Are You A Friend of Dorothy?

Let’s be perfectly honest here, we all do this daily. We modify the words we say, the tone we speak, and our body postures based on the people we are communicating with. All of us. When you are at home with your loved ones you are more relaxed, and your affectations are looser, and you feel more at ease with yourself. If you are in public or at work, you worry more about what people may perceive you as, so you hold back on things you say or pay more attention to how you present yourself. Some of it, we are taught as children. This is how you act professionally, or this is what you say in polite conversation. For some of us, these are the very things that can keep us safe in mixed company or its things we say that only our friends understand. No matter what it is, it is call “Code Switching.”

 

 

Code Switching – the practice of alternating between two or more languages or varieties of language in conversation. It typically refers to someone who speaks more than one language, but in modern times has come to also include types of language like body language, or elements that define a particular community. It is most often used as a means of fitting in. Think about it, when you are out with your friends, all sorts of topics come up and many of them aren’t things for polite conversation. Hell, the rest of society isn’t used to hearing us talk about our sexual proclivities, so we tone down some of the words and conversations we engage in. We all have varying levels of how we talk to one another, from truly Qween to pushing butch. It is all rooted from the same place, safety and acceptance, but the question is why?

------------------------------------------------------------

To be done:
(a) For each statement about the code switching text, answer yes or no according to the text, and quote the exact words that decide it: (i) Code switching is most often used as a means of fitting in. (ii) People tend to be more guarded at home with loved ones than at work. (iii) The term typically refers to someone who speaks more than one language.
(b) Resume the code switching text from where it stops, keeping its voice and topic.
The data comes from a separate source and has no connection to the code switching text.

------------------------------------------------------------

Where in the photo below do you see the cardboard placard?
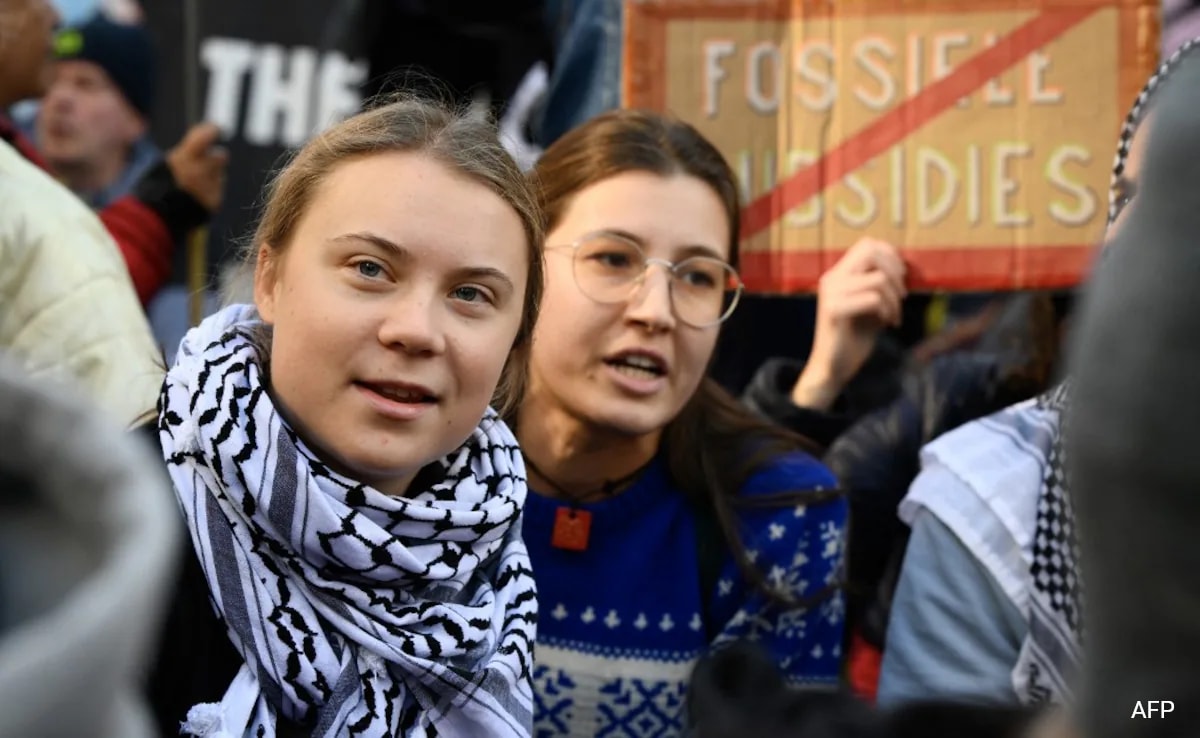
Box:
[623,0,1159,293]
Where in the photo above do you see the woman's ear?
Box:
[254,244,280,323]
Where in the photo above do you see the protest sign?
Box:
[623,0,1158,293]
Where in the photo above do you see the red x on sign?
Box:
[624,0,1158,292]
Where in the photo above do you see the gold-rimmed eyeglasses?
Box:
[548,233,744,328]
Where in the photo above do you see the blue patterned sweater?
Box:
[524,454,847,738]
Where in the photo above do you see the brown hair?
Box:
[535,110,841,605]
[246,94,546,415]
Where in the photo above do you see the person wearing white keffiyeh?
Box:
[142,101,541,738]
[878,40,1200,704]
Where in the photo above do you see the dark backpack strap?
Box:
[689,496,728,643]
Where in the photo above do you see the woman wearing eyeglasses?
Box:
[512,110,847,736]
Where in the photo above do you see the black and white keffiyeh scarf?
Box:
[1013,38,1200,703]
[158,305,536,738]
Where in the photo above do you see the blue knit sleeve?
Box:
[710,454,848,686]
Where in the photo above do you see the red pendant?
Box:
[550,508,592,551]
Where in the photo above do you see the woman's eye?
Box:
[355,262,383,280]
[452,286,488,302]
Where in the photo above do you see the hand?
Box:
[792,238,907,410]
[167,122,229,212]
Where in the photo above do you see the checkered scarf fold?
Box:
[158,306,536,738]
[1013,38,1200,703]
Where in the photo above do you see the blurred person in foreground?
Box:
[0,0,163,424]
[1067,44,1200,738]
[0,5,227,304]
[0,356,181,738]
[880,40,1200,716]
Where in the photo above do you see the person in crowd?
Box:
[0,356,182,738]
[686,641,1041,738]
[34,14,162,209]
[0,0,227,305]
[743,243,1058,698]
[0,0,163,424]
[512,110,846,736]
[880,41,1200,704]
[149,97,544,738]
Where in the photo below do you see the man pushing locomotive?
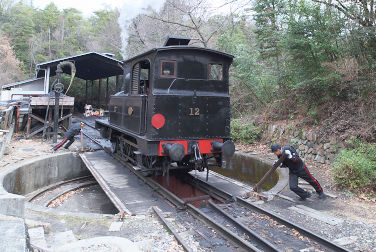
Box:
[253,144,325,200]
[52,122,85,151]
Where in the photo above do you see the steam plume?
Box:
[118,0,165,58]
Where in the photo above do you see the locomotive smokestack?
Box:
[162,143,185,161]
[211,140,235,157]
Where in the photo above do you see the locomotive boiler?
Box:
[96,37,235,174]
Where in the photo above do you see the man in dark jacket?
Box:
[271,144,325,200]
[52,122,85,151]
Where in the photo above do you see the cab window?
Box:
[208,64,223,80]
[131,60,150,94]
[161,60,176,78]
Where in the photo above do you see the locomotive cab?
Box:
[100,37,235,175]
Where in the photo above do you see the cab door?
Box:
[123,60,150,135]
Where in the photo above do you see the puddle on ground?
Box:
[211,155,278,190]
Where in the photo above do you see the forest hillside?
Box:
[0,0,376,194]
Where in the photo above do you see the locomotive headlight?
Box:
[151,114,166,129]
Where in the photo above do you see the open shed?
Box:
[2,52,123,140]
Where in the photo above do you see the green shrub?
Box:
[231,119,261,143]
[333,139,376,192]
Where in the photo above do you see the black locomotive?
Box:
[96,37,235,173]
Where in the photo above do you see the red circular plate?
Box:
[151,114,166,129]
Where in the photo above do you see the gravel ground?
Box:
[0,118,376,251]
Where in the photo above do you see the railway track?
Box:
[26,176,98,207]
[84,125,349,251]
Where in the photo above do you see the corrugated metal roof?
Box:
[1,77,44,89]
[36,52,123,80]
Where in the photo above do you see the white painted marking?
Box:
[108,221,123,232]
[289,205,343,226]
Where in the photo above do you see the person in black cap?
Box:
[52,122,85,151]
[271,144,325,200]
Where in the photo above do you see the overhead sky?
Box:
[32,0,128,16]
[32,0,231,16]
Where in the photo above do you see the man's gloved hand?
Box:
[273,160,283,168]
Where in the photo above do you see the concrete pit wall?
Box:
[0,153,90,218]
[213,152,288,194]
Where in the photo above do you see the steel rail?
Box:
[191,174,351,252]
[187,204,262,252]
[153,206,193,252]
[111,155,186,210]
[44,181,98,207]
[209,200,281,251]
[84,129,350,252]
[183,174,235,203]
[25,175,93,202]
[236,197,351,252]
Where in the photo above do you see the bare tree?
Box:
[313,0,376,27]
[0,32,23,86]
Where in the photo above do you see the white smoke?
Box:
[118,0,165,58]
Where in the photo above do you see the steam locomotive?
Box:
[95,36,235,174]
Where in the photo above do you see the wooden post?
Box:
[26,114,31,136]
[115,75,120,93]
[80,123,84,152]
[16,104,21,132]
[46,109,52,139]
[253,155,286,192]
[97,79,102,109]
[85,80,88,104]
[90,80,94,105]
[105,77,109,110]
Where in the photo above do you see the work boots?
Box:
[318,191,326,199]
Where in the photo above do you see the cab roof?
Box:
[123,46,234,63]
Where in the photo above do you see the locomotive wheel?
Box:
[142,155,158,176]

------------------------------------------------------------

Response list:
(a)
(i) Yes: "It is most often used as a means of fitting in."
(ii) No: "When you are at home with your loved ones you are more relaxed, and your affectations are looser, and you feel more at ease with yourself."
(iii) Yes: "It typically refers to someone who speaks more than one language"

(b)
 

When I was a younger gayby we would call it a nellyectomy. Basically, it would be used to describe someone in this way, “He is so butch at work, but when he walks into a gay bar it’s like he had a nellyectomy and flamed on like the human torch.” It is a good description of what code switching is like. We also used phrases like “are you a friend of Dorothy” as a means of identifying ourselves to one another. It of course refers to Judy Garland’s legendary role as Dorothy Gale in “The Wizard of Oz.” While not easily usable in “straight” conversation, it is a way to self-identify. Even saying something as simple as “I’m out” was a code-switching phrase. It’s one that can transcend the group you are with so that those in the know can pick up on you identifying as LGBTQ without others easily picking up on it. Well maybe not as true today as it was ten or twenty years ago.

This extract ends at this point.